Substitute "largest circle" for "biggest circle" everywhere in the items below, and write the items out again with nothing else altered.

> _RECORD LIST_:
-=-=-=-=-

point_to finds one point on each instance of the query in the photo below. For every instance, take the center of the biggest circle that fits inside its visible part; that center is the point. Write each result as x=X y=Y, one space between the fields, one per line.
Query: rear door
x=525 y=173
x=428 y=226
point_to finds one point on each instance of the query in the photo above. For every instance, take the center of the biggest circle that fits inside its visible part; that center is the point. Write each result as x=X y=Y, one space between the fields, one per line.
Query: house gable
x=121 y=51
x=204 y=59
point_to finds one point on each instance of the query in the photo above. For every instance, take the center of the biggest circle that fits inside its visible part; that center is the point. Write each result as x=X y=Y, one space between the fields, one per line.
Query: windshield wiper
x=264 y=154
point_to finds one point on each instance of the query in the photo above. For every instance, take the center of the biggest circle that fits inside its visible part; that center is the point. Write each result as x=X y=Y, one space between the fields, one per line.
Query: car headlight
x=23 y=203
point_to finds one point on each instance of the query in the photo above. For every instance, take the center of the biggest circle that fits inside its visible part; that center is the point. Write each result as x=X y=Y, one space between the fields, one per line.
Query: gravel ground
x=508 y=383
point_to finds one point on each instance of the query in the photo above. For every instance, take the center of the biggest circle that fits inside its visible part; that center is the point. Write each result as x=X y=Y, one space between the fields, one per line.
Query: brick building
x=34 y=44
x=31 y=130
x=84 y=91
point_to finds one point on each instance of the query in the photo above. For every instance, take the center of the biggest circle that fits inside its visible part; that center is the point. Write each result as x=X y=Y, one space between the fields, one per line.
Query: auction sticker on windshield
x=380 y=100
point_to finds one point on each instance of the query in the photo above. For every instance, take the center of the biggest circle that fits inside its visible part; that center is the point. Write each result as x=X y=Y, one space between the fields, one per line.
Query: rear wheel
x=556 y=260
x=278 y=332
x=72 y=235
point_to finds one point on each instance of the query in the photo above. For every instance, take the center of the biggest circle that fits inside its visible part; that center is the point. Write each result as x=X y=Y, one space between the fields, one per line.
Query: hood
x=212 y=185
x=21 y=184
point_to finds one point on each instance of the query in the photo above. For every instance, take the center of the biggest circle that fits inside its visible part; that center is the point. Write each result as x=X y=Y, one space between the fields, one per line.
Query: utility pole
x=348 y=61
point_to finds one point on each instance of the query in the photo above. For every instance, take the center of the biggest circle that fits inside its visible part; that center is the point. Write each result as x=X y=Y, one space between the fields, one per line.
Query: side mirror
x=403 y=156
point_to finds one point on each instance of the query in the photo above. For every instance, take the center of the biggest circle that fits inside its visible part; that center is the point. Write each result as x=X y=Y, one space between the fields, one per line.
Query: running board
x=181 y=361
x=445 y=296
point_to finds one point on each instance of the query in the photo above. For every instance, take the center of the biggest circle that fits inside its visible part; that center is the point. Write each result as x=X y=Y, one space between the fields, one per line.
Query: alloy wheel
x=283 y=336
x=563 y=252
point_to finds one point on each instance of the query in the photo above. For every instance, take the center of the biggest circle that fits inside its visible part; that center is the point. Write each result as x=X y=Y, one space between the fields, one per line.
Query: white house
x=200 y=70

-=-=-=-=-

> _SOLVED PROBLEM_:
point_to finds one point on each instance of the query in the photo below. For every instance, take the center of the largest circle that fits inside its visible part; that center is the point. Write each result as x=X y=Y, one space between the fields, one per line.
Query: rear door
x=525 y=173
x=428 y=226
point_to finds one point on each instance of the query in the photo above. For every instance, take the center of the largest circle that fits inside its visible part; that center is the point. Write each result as x=X y=Y, one space between the fields, one per line.
Query: house gable
x=121 y=51
x=204 y=59
point_to finds one point on each instance of the query in the photo above. For every instance, take the center of the largest circle that fits inside its visible part; that center is the point. Write each result as x=X y=Y, one space between the fields, one per line.
Query: windshield wiper
x=264 y=154
point_to finds one point on each instance of the query in the photo above. For every instance, take the center of the largest circle that fits inside its visible part; that center is the point. Write each result as x=X y=Y, one space between the fields, one per line.
Query: car headlight
x=23 y=203
point_to finds one point on each instance of the query in the photo above. For every instance, take the center of the largest circle that fits inside its visible part; that center is the point. Write each result as x=X y=Y, one space between the fields, one per line.
Query: gravel ground
x=508 y=383
point_to finds one point on each instance of the query in the photo above. For every instance, take the center of the largest circle that fits inside its visible part; that center is the point. Write each result as x=X y=Y, one space between the fields, one per line.
Query: brick building
x=34 y=44
x=31 y=130
x=84 y=91
point_to finds one point on each instance of the query in the photo above. For every instance, take the center of the largest circle that fits inside its visible part; that center is the point. Write each result as x=X y=Y, one space between the fields, one per line.
Query: auction sticker on windshield
x=380 y=100
point_to finds one point on each instance of the query in the photo above. For every instance, take the center of the largest circle that fits inside its visible part; that center is the point. Write each result as x=X y=Y, one space between the fields, one per line.
Query: rear wheel
x=556 y=260
x=278 y=332
x=72 y=235
point_to finds one point on each instance of the query in the photo above. For every instance, take the center of the largest circle that fits inside its visible part; that center is the point. Write each result as x=X y=Y, one space between the fields, one per line.
Query: hood
x=212 y=185
x=21 y=184
point_to finds one point on each instance of the query in the photo above. For every instance, take the center of the largest circle that fits inside its visible part; that center is the point. Write each result as x=X y=Y, one space between the fields, one per line.
Query: utility pole
x=348 y=61
point_to finds one point on each instance of the query in the photo above. For every instance, take the center of the largest circle that fits inside its visible part; that center is the point. Write each result as x=X y=Y, one space between the fields, one per line.
Query: side mirror
x=403 y=156
point_to finds one point on each instance of the query in the photo above. For every instance, take the center of the largest circle that fits inside its visible part; that center is the point. Write each result as x=X y=Y, one space between the fields, one per line.
Query: running board
x=181 y=361
x=445 y=296
point_to finds one point on each instance of the query in the photo above. For every instance, take the center of the largest circle that fits inside its visible part; that center is the point. Write each result as x=X y=Y, one space between the fields, one per line.
Query: alloy wheel
x=283 y=336
x=563 y=252
point_to finds one point on each instance of the query in the photo above. For every instance, take the center of the largest circle that fits inside its visible part; that center is the point. Write each result as x=X y=Y, one space between the fields, one per line.
Query: white house
x=200 y=70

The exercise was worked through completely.